HOW TO COMPLETE THIS TASK. The lines you return must be all those in the data that hold the string "bounding".

Spatial localization data:
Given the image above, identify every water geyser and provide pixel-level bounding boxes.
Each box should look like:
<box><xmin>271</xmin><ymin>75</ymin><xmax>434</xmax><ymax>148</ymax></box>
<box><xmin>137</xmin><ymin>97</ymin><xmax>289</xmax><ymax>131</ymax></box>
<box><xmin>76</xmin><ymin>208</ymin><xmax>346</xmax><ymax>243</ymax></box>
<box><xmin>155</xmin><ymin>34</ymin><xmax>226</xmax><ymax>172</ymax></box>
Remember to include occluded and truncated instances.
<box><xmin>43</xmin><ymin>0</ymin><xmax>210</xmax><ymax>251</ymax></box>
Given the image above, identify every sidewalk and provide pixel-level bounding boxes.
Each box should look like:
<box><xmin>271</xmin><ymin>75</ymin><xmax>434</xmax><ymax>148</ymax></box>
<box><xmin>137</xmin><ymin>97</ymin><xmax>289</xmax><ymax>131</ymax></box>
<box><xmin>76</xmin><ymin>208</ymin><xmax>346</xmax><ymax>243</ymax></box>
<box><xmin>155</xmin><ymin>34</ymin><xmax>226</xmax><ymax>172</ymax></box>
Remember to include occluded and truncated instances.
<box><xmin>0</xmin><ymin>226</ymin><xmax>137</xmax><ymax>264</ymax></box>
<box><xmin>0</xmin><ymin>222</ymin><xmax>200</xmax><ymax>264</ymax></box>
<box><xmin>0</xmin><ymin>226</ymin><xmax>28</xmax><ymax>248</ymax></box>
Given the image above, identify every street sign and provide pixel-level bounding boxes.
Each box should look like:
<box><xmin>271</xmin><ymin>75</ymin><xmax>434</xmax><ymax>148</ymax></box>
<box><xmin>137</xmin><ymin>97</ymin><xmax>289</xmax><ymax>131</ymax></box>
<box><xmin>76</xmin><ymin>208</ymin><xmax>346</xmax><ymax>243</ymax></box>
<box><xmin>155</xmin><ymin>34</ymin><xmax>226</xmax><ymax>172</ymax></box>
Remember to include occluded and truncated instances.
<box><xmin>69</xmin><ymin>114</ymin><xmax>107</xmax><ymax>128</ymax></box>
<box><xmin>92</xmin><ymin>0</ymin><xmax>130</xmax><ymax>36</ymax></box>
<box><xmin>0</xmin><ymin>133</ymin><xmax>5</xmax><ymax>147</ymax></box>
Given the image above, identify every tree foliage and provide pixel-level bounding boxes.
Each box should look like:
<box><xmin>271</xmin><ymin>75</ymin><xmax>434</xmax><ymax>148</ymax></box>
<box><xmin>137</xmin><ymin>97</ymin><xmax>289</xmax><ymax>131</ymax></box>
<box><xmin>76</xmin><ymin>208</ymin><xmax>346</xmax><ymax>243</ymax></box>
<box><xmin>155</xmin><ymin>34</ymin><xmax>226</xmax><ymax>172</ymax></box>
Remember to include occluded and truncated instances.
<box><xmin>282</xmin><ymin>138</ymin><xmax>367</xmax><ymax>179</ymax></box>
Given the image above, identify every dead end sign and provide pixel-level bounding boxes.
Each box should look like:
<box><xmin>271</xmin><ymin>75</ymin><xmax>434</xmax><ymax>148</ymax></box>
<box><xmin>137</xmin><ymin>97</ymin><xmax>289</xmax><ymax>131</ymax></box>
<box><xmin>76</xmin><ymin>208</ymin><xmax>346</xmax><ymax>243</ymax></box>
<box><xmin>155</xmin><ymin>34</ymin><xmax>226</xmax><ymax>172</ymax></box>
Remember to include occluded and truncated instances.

ANSWER TO THE PROBLEM.
Given the image above, identify every water geyser and provide pixel-level bounding boxes.
Given the image above, identify every sidewalk and provide pixel-level bounding boxes.
Given the image above, identify every street sign and provide pixel-level bounding boxes.
Given the image above, identify every tree foliage and provide pixel-level bounding boxes.
Given the image above, identify every dead end sign and provide pixel-level bounding boxes.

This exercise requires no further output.